When we have the passports in our hands, we can go to have medical clearance for the kids. This is about a one-week process, consisting of a general exam and TB test, and then an approval is sent to the US embassy.
Once the exams are complete, we will apply for an appointment with the embassy to have all of our documents reviewed. This is where a lot of people run into trouble, as the pile of documents is huge and there can’t be a single mistake or discrepancy. We have met people who were hung up in country for weeks and even months because of a wrong date on a document, or a misspelled word, or any other number of things. We will have to go through these documents with a fine-toothed comb before we go for our review. We still have quite a bit of paperwork to do through each stage of this process. We cannot afford to mess those up. For those of you who know Little and me, this is our biggest weak spot. We are both horrible administratively. Pray we are vigilant in this area.
Once we have been cleared at the document review, we are given a visa appointment for the kids’ passports, which will be two days after document review, then called in two days later for a final exit interview. Once that is complete, we are given all we need to leave the country.
- Court date and initial custody granted (Birth fathers present)
- Official verbal judge’s ruling (1 week)
- Official written judge’s ruling (what we are waiting for now)

• • • •

Task statement -
Pick up the adoption text where it ends and keep writing it. The records have no connection to the adoption text.

Items from a dataset
• • • •

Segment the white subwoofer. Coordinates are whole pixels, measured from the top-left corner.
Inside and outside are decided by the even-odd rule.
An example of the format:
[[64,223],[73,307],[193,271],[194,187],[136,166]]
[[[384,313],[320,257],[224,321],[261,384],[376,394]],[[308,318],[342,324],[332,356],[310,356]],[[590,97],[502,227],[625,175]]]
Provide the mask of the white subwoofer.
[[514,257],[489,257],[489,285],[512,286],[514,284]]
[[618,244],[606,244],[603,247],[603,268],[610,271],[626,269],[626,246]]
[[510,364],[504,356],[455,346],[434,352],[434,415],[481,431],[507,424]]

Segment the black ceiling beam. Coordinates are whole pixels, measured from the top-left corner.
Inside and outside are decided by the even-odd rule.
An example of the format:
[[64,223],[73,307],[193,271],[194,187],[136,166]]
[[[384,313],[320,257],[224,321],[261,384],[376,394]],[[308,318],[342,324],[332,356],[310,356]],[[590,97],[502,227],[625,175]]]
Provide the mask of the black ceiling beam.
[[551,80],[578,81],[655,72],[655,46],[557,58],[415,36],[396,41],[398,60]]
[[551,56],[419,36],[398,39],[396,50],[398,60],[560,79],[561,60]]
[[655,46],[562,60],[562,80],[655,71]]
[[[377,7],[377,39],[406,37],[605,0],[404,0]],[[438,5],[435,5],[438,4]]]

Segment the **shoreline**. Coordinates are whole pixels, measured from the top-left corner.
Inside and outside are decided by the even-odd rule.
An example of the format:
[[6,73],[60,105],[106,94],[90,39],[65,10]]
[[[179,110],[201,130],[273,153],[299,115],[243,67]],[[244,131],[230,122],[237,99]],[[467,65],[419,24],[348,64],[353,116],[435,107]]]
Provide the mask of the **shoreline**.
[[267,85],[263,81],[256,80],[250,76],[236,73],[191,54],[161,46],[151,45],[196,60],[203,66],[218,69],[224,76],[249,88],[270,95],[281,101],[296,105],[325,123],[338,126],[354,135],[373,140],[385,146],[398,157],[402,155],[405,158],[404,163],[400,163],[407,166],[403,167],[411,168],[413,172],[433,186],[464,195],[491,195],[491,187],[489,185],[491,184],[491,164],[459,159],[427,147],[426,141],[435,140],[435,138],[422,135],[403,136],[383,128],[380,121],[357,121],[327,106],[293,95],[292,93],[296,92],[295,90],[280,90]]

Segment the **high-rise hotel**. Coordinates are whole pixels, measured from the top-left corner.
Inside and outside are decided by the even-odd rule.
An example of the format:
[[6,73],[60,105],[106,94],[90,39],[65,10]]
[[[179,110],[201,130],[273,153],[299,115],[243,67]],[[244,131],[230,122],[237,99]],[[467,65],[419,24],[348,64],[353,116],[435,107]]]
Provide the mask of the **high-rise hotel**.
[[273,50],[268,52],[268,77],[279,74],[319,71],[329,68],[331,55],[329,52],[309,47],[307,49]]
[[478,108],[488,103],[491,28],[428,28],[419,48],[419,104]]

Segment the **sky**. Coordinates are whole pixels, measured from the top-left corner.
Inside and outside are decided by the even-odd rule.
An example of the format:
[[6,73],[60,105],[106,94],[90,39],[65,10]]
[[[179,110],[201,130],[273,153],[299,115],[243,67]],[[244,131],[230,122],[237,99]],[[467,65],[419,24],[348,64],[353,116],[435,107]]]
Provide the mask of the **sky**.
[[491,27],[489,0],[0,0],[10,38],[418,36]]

• • • •

Answer section -
- Passport applications
- Passports issued (Can be 3 days up to 3 weeks)
- Medical exams (one week)
- Document review (3 to 7 days)
- Visa applications (2 days)
- Exit interview at Embassy with birth fathers present. (one day)
Hope this isn’t too confusing. A lot of steps, I know. If we get the passports applied for this week, and then the medicals and document review goes well, we are looking at about three more weeks in country. I will travel home on March 5-6 and be in the U.S. for about 10 days. This would put me back in country here just in time for the final two steps. Please pray this all runs smoothly!
We could be home by late March if all is well. In the meantime, we could not be more convinced that we are in God’s will here. We are learning much and seeing new life in these two little ones. Our three older ones are doing an amazing job, and we couldn’t be more thankful for them.
Thanks again for all the prayer support. We will keep you posted.
We are learning a lot on this journey. Adoption is always hard. Adoption is always worth the fight. We didn’t come in here with any preconceived or romanticized ideas. We knew it would be hard. The long days of waiting for the next appointment. The attachment issues. The task of giving love to someone who has never experienced it, and may not always want it. But as the saying goes, “The reward is worth the risk.”
This evening, our new daughter was standing alone in the yard, in the dark, crying softly. Kilby found her, and brought her to me. As I held her and stroked her hair and gently wiped her tears, I told her the things I would tell either of my other daughters. “I love you.” “Jesus loves you.” “It will be okay.” I spoke Psalm 23 over her, and made up a song and sung to her. And then it dawned on me, ”You can cry as long as you want to.” You don’t have to stop crying.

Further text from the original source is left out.